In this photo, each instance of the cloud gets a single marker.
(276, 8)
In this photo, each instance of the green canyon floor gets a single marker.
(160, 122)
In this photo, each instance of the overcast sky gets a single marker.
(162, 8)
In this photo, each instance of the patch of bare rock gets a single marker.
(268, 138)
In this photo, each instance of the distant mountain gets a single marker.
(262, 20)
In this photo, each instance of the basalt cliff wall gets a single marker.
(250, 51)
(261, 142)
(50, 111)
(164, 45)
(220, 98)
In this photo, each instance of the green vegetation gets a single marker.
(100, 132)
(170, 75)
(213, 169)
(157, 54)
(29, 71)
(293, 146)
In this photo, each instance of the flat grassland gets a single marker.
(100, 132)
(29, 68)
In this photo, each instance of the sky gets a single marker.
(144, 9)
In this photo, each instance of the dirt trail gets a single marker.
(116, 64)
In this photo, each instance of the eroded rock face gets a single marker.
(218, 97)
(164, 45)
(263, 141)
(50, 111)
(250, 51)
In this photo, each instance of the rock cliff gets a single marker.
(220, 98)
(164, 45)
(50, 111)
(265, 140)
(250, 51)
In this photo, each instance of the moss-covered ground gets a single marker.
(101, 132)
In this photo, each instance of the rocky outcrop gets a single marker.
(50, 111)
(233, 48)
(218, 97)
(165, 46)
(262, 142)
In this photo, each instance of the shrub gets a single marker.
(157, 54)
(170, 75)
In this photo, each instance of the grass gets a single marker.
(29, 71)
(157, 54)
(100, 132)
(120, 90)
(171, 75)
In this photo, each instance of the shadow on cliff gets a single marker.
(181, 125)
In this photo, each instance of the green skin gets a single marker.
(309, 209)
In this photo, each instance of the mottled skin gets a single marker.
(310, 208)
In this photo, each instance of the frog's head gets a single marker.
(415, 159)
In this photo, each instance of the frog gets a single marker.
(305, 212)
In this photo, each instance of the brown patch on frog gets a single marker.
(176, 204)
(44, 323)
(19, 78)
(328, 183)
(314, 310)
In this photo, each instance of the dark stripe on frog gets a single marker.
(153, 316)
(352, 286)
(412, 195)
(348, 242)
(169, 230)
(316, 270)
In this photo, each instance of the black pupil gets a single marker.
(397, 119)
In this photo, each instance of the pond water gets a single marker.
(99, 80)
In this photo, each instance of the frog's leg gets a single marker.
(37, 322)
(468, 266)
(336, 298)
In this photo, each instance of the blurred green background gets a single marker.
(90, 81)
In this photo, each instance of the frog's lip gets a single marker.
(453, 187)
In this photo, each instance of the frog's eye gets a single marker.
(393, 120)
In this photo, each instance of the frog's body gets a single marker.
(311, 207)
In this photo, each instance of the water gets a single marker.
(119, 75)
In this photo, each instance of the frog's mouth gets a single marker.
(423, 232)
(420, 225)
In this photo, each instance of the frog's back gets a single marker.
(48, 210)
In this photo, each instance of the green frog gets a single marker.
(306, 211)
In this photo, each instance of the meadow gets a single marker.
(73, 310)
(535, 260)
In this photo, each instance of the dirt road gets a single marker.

• • • • •

The expected output is an exact copy of all the records above.

• Answer section:
In this photo, each instance of the cloud gets a single marker.
(276, 8)
In this photo, each instance of the green canyon floor gets a single marker.
(160, 122)
In this photo, each instance of the overcast sky gets a single marker.
(162, 8)
In this photo, each instance of the patch of bare rock gets a single marker.
(268, 138)
In this photo, each instance of the distant mountain gets a single marker.
(262, 20)
In this photo, each instance of the basalt cliff wall gets a single marker.
(250, 51)
(261, 142)
(50, 111)
(164, 45)
(220, 98)
In this photo, each instance of the green vegetation gets a single marker.
(100, 132)
(170, 75)
(213, 169)
(157, 54)
(29, 71)
(293, 146)
In this photo, each instance of the flat grassland gets a single marker.
(100, 132)
(29, 68)
In this photo, each instance of the sky gets a single marker.
(144, 9)
In this photo, each instance of the dirt trail gets a single marker.
(116, 64)
In this photo, each instance of the eroded rock face gets a single marker.
(218, 97)
(164, 45)
(263, 141)
(50, 111)
(250, 51)
In this photo, each instance of the rock cliff gets a single marker.
(220, 98)
(164, 45)
(50, 111)
(265, 140)
(250, 51)
In this photo, each instance of the moss-covered ground gets a single marker.
(101, 132)
In this photo, each instance of the rocky outcrop gets a single marker.
(50, 111)
(233, 48)
(218, 97)
(165, 46)
(262, 142)
In this photo, each instance of the shrub gets a single marker.
(157, 54)
(170, 75)
In this photo, each instance of the grass gets a single marker.
(29, 71)
(157, 54)
(100, 132)
(120, 90)
(171, 75)
In this photo, each instance of the shadow on cliff gets a single marker.
(181, 125)
In this photo, each instance of the green skin gets a single marker.
(309, 209)
In this photo, each instance of the mottled skin gets a single marker.
(310, 208)
In this photo, each instance of the frog's head gets a single marker.
(415, 159)
In this photo, each instance of the frog gets a single marker.
(305, 212)
In this photo, each instance of the brown patch on frog gets a single marker.
(176, 204)
(44, 323)
(19, 78)
(328, 183)
(314, 310)
In this photo, each instance of the dark stripe on frog gets a single marker.
(153, 316)
(352, 286)
(412, 195)
(348, 242)
(169, 230)
(316, 270)
In this photo, each instance of the black pupil gets a single marker.
(397, 119)
In this photo, each instance of the pond water gets a single marker.
(99, 80)
In this photo, each instance of the frog's leg gets a single marker.
(37, 322)
(468, 266)
(336, 298)
In this photo, each instance of the blurred green background gets a single marker.
(90, 81)
In this photo, each instance of the frog's lip gets a single marker.
(453, 187)
In this photo, each instance of the frog's eye gets a single marker.
(393, 120)
In this photo, each instance of the frog's body gets a single marker.
(311, 207)
In this photo, each instance of the water gets a single marker.
(119, 75)
In this photo, each instance of the frog's mouth gets a single marker.
(423, 232)
(420, 225)
In this photo, each instance of the frog's back gets a single marker.
(48, 210)
In this photo, each instance of the green frog gets a single marker.
(306, 211)
In this photo, each instance of the meadow gets a single marker.
(73, 310)
(535, 260)
In this photo, each instance of the dirt road gets a single marker.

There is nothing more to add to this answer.